TASK DESCRIPTION
Reproduce every item below word for word, without changing anything.
━━━ INPUT MATERIAL
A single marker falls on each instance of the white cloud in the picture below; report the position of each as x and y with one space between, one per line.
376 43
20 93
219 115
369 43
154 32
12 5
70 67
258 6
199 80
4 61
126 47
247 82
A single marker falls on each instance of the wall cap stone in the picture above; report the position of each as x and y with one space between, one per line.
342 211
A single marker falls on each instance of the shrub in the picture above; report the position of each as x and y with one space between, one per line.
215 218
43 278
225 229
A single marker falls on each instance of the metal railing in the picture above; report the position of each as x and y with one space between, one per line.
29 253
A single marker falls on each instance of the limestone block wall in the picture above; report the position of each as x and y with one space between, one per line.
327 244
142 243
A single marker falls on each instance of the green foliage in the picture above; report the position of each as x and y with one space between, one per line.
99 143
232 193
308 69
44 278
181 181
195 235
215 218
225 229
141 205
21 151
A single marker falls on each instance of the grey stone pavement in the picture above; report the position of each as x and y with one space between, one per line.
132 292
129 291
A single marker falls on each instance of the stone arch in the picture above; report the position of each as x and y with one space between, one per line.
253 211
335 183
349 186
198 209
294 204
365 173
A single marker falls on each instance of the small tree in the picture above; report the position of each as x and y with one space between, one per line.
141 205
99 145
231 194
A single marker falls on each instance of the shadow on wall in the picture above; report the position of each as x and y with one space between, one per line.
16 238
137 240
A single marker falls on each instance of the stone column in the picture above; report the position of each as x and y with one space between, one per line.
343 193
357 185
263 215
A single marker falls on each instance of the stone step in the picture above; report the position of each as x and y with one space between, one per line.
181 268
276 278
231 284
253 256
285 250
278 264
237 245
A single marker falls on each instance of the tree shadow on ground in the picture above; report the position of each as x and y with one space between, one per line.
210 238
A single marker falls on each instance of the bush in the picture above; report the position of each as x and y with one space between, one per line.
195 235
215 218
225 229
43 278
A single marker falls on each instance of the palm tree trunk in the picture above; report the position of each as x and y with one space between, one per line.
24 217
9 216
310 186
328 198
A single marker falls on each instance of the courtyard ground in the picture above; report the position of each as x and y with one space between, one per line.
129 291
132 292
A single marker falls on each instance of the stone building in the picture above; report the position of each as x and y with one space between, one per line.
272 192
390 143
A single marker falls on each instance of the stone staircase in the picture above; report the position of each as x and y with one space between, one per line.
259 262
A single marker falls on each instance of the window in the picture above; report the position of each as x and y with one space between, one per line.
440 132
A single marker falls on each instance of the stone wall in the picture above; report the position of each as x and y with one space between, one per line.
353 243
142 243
━━━━━━
EXPECTED ANSWER
A single marker falls on each instance of the white cloud in the picture below; report the position of each as x and y with one space between, one per line.
376 43
20 93
219 115
369 43
154 32
12 5
70 67
258 6
199 80
4 61
126 47
247 82
A single marker falls on each instance of the wall cap stone in the picture above; report the position of each as x and y with one space between, one per line.
342 211
A single marker falls on each instance of the shrub in the picture above; report the position of each as x and y with one space between, one per line.
215 218
43 278
225 229
A single marker falls on each instance of the metal railing in the picture above; report the position of each as x and y with one space between, one per line.
29 253
A single marker falls on each instance of the limestone block wall in the picture above; report the position of each as x and y with one space between, one per line.
327 244
142 243
A single marker falls on each instance of the green foliage in the picture above; report the position of each as x and y with one space between, one per line.
99 143
232 193
308 69
44 278
181 181
195 235
215 218
225 229
141 205
21 151
A single marker falls on each instance of the grey stone pavement in the picture above; report the position of each as x and y with one space between, one per line.
132 292
129 291
A single marker falls on each instance of the stone arch in the picture above; report the position of each as x and y with one space between, one per line.
253 211
335 183
349 186
198 209
294 204
365 173
A single marker falls on each instance of the small tree in the picture above; report the position of each as x and y with one space between, one per line.
141 205
99 145
231 194
A single marker falls on each instance of the shadow on wall in the picture above; report the position of each as x and y with one space between, one per line.
16 238
137 240
A single marker falls on each instance of the stone column in the picture above; report the position of each as x and y with one space between, one per line.
343 193
357 185
263 215
A single marker falls on each instance of the stone step in the picture above; report the position of each as x and y with one space between, one per line.
181 268
276 278
231 284
253 256
285 250
278 264
237 245
A single marker falls on each instance of the tree shadow on ground in the picture above; report the position of each as x and y with one space between, one per line.
210 238
A single marker falls on each instance of the bush in the picture above; report the position of each as x and y with one space between, one per line.
195 235
215 218
225 229
43 278
A single marker falls on each instance of the palm tree trunk in the picture above; report the position of each as x and y with one space between, one per line.
24 217
9 216
310 186
328 198
A single marker falls on each instance of the courtyard ground in the picture above; report the position of each as x and y with one space between, one per line.
129 291
132 292
A single marker falls on each instance of the stone building in the picture above; report the position of each as x and y with one space between, one per line.
272 192
390 143
A single marker falls on each instance of the stone staircase in the picture above; report the position of each as x and y with one space between, one per line.
259 262
A single marker falls on each instance of the window in the picture above; report the position of each as x and y with one space between, one per line.
440 132
A single marker falls on each instance of the stone wall in the picture above; report the position of each as x and y with one space between, one per line.
353 243
142 243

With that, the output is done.